Records excerpted from a collection:
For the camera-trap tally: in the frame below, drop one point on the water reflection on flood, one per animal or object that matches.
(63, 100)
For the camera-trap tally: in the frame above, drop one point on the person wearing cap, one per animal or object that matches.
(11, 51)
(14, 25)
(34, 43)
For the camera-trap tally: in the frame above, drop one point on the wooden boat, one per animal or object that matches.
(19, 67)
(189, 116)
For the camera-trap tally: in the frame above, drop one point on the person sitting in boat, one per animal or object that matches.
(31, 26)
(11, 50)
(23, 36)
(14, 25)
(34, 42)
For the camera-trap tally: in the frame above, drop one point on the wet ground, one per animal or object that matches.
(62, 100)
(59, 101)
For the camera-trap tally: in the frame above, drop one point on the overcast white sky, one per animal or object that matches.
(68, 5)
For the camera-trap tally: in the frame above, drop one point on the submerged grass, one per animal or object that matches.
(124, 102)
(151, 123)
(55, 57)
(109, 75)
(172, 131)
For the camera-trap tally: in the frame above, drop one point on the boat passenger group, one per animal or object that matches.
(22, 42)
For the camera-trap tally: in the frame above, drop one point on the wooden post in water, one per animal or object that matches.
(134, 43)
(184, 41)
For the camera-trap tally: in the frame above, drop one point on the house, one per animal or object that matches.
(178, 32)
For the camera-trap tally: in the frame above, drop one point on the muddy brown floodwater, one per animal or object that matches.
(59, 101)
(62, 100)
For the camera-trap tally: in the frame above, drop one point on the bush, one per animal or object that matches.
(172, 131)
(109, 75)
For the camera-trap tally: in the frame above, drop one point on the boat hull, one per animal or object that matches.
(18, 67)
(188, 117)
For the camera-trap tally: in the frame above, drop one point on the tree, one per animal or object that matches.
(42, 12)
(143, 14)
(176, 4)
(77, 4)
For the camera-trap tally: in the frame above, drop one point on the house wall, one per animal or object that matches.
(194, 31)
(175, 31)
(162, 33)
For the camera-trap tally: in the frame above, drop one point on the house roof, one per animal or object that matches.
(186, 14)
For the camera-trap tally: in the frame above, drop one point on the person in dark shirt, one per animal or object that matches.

Work task: The full set of entries should be transcribed exactly.

Task response:
For the camera-trap tally: in the frame below, drop one point on the water reflection on flood, one per animal or object that matches.
(63, 100)
For the camera-trap tally: in the frame above, drop one point on the person wearing cap, one per animal or object that matches.
(11, 51)
(14, 25)
(34, 43)
For the camera-trap tally: in the frame above, drop one point on the wooden boat, one per animal or object that matches.
(19, 67)
(189, 116)
For the camera-trap tally: in the frame above, drop one point on the person sitting in boat, one per animal or object that matches.
(31, 26)
(11, 50)
(23, 36)
(14, 25)
(34, 42)
For the camera-trap tally: in the frame above, drop one point on the wet ground, one per animal or object that matches.
(62, 100)
(59, 101)
For the camera-trap tally: in the frame above, drop one point on the overcast white sky, one per animal or object that matches.
(68, 5)
For the camera-trap tally: in the frame above, drop one point on the submerged grass, one per animal or object that matches.
(124, 102)
(151, 123)
(55, 57)
(109, 75)
(172, 131)
For the camera-trap tally: in the frame above, drop one point on the boat passenger group, one per animal or object that matches.
(22, 42)
For the camera-trap tally: in the frame above, drop one point on the wooden post in water, one per animal or object that matches.
(134, 43)
(184, 41)
For the camera-trap tally: in the frame above, drop one point on the house, one per animal or object that matches.
(178, 32)
For the camera-trap tally: in the frame above, drop one point on the muddy brown floodwater, one per animal or object that matches.
(59, 101)
(62, 100)
For the camera-trap tally: in the frame above, drop one point on the bush, one per animal or object that matches.
(172, 131)
(109, 75)
For the camera-trap tally: in the frame above, drop one point on the boat hull, one per animal or object that matches.
(18, 67)
(188, 117)
For the camera-trap tally: in the frame above, drop one point on the tree, one per animal or object that matches.
(42, 12)
(143, 14)
(176, 4)
(77, 4)
For the camera-trap tally: in the frame above, drop one point on the house wall, one per animal or object that matches.
(194, 31)
(175, 31)
(162, 33)
For the camera-trap tally: in the frame above, drop one point on the house roof, one per animal or object that matches.
(186, 14)
For the camera-trap tally: in the frame above, drop one point on the person in dark shirt, one per animal or object that matches.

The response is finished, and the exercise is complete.